(Work instruction)
Reproduce the entries below word for word, from their start through the line containing "positive clicks: (487, 329)", including that line. Leave the pictures out.

(Working data)
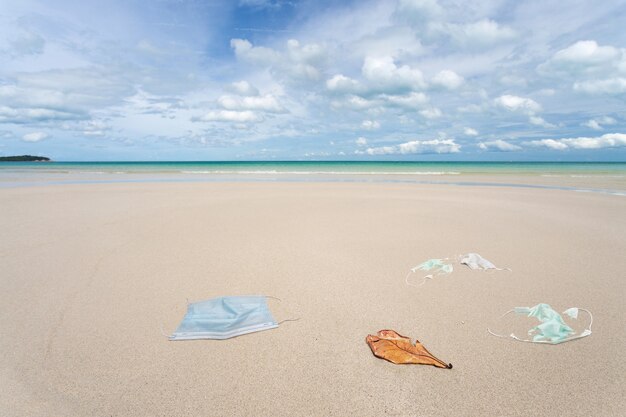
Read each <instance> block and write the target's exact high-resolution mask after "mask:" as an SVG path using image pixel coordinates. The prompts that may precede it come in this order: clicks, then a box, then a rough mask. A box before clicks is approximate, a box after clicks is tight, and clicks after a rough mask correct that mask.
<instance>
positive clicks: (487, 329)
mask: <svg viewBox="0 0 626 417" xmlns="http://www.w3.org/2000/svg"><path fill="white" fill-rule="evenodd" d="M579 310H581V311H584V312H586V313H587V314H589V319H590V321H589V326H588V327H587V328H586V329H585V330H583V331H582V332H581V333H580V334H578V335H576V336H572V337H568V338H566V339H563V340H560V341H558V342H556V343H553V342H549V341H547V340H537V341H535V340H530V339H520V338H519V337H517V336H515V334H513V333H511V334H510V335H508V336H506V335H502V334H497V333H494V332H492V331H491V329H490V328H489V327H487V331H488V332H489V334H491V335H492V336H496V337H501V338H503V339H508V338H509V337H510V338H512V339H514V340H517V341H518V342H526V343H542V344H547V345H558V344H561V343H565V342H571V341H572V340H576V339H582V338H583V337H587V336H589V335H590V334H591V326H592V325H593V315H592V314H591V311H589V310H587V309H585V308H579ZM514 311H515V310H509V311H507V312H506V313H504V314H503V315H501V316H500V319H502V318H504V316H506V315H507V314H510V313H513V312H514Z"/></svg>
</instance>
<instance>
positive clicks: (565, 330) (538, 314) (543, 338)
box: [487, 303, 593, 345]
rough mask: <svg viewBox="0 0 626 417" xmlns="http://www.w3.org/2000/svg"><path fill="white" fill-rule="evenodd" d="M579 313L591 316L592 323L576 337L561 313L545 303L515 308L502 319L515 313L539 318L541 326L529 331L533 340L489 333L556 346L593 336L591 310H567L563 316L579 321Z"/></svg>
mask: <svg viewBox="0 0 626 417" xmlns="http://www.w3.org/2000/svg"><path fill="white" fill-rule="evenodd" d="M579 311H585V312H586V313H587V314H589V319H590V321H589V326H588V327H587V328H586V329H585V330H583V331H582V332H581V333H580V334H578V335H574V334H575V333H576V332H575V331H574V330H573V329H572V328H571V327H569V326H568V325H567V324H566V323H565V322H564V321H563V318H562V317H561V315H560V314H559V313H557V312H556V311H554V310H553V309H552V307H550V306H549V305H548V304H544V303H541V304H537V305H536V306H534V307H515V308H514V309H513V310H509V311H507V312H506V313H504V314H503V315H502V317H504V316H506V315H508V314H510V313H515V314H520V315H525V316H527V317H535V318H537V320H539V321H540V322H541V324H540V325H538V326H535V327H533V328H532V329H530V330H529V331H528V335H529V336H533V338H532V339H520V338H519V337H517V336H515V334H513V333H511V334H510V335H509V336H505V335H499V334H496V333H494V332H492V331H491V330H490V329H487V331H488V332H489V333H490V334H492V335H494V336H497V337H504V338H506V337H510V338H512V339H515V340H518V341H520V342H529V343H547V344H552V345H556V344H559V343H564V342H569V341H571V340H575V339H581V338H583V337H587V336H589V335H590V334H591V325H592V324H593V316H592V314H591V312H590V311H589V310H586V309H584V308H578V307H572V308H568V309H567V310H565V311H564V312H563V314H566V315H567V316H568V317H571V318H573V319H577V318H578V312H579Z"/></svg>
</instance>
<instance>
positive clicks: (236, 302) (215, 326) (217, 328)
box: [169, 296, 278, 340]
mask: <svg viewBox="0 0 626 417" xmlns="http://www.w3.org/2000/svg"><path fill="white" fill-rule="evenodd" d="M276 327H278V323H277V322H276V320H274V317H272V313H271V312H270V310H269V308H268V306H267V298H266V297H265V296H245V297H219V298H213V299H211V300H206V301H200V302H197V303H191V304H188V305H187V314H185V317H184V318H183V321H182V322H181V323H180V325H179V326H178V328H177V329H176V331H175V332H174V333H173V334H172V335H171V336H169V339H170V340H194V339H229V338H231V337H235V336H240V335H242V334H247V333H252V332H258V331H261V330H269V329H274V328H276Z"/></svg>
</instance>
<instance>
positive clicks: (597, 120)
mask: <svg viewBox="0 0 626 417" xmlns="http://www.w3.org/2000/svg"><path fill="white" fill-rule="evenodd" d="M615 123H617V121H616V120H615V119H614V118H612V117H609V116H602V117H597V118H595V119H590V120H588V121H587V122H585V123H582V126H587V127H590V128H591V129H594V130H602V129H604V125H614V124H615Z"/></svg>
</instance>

(Response for this exercise)
Read each <instance> block and write the target's exact high-resolution mask after "mask:" as an SVG path using image pixel coordinates. The prompts that may precede it come in this order: clicks, then a box, then a rough mask. A box before clicks is approximate, a box after clicks is tight, and clicks after a rough mask correct that mask.
<instance>
positive clicks: (487, 329)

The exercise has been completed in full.